== TASK REQUIREMENTS ==
Compute how many lines in the data below hold the word "forested", then report that number with nothing else.

Stored data entries:

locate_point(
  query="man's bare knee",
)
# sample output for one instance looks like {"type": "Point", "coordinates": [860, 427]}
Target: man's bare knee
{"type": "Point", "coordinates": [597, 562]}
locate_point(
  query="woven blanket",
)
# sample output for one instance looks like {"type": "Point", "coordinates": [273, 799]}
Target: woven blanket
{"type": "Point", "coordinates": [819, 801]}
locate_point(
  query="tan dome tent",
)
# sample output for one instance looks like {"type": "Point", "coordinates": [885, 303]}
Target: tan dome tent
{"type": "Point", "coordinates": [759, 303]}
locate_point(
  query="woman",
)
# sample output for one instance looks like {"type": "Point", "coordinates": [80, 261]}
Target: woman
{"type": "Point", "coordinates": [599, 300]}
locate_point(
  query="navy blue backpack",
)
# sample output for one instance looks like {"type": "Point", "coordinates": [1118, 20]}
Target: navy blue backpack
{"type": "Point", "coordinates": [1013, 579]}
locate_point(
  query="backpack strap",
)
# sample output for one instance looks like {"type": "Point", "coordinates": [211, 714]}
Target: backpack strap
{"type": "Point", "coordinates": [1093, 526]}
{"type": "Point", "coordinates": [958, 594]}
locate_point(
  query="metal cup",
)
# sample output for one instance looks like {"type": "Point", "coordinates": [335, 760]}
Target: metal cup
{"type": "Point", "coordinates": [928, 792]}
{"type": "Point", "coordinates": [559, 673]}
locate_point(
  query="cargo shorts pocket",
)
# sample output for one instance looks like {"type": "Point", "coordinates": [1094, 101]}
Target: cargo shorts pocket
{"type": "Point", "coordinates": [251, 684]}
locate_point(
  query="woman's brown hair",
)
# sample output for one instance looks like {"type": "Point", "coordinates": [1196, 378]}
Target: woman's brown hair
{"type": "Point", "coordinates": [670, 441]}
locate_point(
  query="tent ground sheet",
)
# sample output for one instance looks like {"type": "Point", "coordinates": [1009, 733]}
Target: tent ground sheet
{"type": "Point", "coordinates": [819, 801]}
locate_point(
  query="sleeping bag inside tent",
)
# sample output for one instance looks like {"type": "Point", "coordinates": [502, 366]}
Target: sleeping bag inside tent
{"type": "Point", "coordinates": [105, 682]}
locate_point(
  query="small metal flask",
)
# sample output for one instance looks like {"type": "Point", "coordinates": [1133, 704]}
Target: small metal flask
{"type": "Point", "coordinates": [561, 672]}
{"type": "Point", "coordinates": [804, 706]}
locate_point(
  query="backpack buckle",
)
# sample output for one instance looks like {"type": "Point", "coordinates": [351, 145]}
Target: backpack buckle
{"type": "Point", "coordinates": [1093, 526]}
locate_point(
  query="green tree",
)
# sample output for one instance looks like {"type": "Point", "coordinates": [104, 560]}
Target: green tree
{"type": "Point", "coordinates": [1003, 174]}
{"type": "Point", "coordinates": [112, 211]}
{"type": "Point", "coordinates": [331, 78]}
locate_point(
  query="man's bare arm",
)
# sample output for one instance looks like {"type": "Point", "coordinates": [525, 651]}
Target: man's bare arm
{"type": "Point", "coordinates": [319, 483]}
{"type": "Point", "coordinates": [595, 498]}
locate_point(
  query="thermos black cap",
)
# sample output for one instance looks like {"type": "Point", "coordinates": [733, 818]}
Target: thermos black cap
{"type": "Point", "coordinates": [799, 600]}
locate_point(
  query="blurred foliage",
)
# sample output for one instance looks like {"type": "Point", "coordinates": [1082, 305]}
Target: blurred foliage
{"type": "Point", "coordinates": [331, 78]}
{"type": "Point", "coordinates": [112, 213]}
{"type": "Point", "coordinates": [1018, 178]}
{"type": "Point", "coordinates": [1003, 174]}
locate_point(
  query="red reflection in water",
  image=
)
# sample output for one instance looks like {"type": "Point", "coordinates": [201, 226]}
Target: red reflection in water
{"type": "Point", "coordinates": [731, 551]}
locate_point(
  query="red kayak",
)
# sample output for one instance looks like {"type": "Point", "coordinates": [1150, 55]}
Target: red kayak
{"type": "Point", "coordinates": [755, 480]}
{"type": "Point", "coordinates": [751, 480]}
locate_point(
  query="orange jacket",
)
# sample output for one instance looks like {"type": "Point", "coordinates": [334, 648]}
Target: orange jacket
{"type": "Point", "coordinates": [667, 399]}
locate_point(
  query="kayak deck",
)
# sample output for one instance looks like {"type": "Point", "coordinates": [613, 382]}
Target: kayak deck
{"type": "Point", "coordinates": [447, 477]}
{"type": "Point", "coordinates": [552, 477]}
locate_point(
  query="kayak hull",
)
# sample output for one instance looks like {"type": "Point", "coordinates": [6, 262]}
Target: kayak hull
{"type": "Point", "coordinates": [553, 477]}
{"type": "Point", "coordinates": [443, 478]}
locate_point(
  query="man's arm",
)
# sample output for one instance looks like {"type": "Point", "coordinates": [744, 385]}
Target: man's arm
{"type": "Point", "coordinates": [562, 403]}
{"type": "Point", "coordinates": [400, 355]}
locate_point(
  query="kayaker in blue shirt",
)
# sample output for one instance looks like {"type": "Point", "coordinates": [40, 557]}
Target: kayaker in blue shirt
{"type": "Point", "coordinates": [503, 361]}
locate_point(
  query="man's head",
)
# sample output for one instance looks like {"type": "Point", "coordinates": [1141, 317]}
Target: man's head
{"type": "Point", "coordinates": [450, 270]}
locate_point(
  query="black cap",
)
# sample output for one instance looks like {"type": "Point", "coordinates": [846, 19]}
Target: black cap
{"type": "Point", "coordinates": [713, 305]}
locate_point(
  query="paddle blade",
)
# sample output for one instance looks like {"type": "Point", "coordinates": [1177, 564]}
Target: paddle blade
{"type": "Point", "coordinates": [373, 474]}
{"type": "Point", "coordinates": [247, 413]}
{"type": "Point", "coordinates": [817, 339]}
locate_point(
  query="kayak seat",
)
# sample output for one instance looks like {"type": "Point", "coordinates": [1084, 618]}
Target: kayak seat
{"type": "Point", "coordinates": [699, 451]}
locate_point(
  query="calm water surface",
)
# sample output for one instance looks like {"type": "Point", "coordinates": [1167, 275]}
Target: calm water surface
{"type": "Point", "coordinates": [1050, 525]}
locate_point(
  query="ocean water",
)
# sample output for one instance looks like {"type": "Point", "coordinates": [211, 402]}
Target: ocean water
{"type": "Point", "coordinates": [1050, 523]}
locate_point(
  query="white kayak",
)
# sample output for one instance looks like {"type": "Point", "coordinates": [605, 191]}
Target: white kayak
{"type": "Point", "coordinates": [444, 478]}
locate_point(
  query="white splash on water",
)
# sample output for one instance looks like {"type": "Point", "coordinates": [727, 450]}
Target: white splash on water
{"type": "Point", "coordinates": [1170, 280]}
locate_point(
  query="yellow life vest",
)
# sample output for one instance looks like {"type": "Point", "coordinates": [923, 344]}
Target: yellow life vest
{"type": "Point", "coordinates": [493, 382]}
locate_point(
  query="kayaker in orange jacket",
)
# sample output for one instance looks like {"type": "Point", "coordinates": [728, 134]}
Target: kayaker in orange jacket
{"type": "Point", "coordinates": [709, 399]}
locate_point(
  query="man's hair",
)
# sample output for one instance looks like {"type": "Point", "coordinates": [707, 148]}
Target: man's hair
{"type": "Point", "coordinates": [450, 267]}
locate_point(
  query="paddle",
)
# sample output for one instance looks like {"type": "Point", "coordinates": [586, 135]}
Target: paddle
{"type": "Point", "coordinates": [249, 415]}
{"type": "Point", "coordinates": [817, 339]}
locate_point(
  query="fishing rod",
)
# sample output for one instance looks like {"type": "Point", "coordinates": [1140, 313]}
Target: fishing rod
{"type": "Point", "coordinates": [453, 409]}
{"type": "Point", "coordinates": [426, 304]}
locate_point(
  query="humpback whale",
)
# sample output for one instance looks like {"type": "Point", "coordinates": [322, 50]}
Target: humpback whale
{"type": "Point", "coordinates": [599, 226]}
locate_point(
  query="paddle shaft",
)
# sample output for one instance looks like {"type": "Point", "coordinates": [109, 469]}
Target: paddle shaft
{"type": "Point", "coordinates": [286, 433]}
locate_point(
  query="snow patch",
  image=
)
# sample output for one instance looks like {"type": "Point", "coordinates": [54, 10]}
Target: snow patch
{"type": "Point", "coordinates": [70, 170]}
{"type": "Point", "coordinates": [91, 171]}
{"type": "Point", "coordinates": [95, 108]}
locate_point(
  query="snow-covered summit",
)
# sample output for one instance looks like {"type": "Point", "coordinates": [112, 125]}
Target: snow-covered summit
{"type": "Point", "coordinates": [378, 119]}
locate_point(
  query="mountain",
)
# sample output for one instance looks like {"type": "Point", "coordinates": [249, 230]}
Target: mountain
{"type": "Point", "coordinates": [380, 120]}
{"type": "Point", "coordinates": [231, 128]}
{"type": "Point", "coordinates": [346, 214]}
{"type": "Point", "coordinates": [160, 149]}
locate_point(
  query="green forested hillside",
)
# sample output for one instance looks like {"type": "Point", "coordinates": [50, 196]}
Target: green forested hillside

== OUTPUT OF THE TASK ==
2